● **BRANO FORNITO**

Per quanto riguarda la distribuzione dell’acqua, considerato che l’infiltrazione laterali da solchi richiede grandi portate di acqua ed elevati volumi stagionali, i metodi più usati sono quelli per aspersione e per microirrigazione realizzati sia con impianti mobili che fissi.

L’aspersione a mezzo irrigatori giranti semoventi è da praticare con molta attenzione, specialmente nei nuovi impianti effettuati a mezzo ovoli, poiché la disformità nella distribuzione dell’acqua può determinare eccessive fallanze ed eterogeneità nello sviluppo delle plantule. Accanto a questo metodo va sempre più diffondendosi e consolidandosi la micro-irrigazione, la cui realizzazione più nota è l’irrigazione a goccia. Questo metodo risulta vantaggioso sia sotto l’aspetto fisiologico, perché favorisce la radicazione degli ovoli, sia per i minori consumi di acqua. Inoltre, può essere utilizzato in tutte le situazioni, specialmente nei terreni leggeri o superficiali con bassa capacità idrica, in condizioni di disponibilità idriche ridotte e tendenzialmente salmastre. Con acqua tendenzialmente salmastra è consigliabile aumentare i volumi di adacquamento per favorire la lisciviazione dei sali in eccesso.

● **VOCI ESTRATTE**
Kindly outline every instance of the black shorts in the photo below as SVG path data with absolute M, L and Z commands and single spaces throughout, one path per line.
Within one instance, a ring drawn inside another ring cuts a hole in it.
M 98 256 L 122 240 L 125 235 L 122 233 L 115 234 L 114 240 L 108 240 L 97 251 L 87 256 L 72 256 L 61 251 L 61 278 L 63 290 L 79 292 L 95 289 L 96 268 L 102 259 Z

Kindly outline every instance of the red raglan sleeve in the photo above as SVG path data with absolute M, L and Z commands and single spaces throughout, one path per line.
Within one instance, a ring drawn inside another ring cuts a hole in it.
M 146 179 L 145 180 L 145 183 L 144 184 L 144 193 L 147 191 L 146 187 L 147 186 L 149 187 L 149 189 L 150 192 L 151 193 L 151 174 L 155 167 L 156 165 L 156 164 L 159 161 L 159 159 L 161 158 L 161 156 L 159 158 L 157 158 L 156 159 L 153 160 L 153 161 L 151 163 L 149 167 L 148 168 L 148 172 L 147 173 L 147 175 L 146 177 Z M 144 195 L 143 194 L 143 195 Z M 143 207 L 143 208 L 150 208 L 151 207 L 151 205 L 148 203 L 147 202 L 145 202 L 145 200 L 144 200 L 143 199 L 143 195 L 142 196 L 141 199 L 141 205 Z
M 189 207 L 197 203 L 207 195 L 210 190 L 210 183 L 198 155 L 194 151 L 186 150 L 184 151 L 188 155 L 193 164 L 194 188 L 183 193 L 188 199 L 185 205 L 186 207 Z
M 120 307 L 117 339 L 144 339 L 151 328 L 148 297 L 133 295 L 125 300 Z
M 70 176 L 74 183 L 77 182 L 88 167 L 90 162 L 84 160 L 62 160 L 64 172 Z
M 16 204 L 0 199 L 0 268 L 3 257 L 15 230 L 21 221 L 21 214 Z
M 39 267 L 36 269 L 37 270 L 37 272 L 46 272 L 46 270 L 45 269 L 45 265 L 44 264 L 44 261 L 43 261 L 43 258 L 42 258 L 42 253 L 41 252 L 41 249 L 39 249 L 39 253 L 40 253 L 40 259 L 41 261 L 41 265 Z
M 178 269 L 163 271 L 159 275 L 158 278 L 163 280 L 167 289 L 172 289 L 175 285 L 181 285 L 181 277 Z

● **DESCRIZIONE DEL COMPITO**
Secondo il brano sull'irrigazione, che cosa è consigliabile fare quando si usa acqua tendenzialmente salmastra? L'elenco non ha alcun legame con il brano.

● **RISPOSTA CORRETTA**
Aumentare i volumi di adacquamento per favorire la lisciviazione dei sali in eccesso.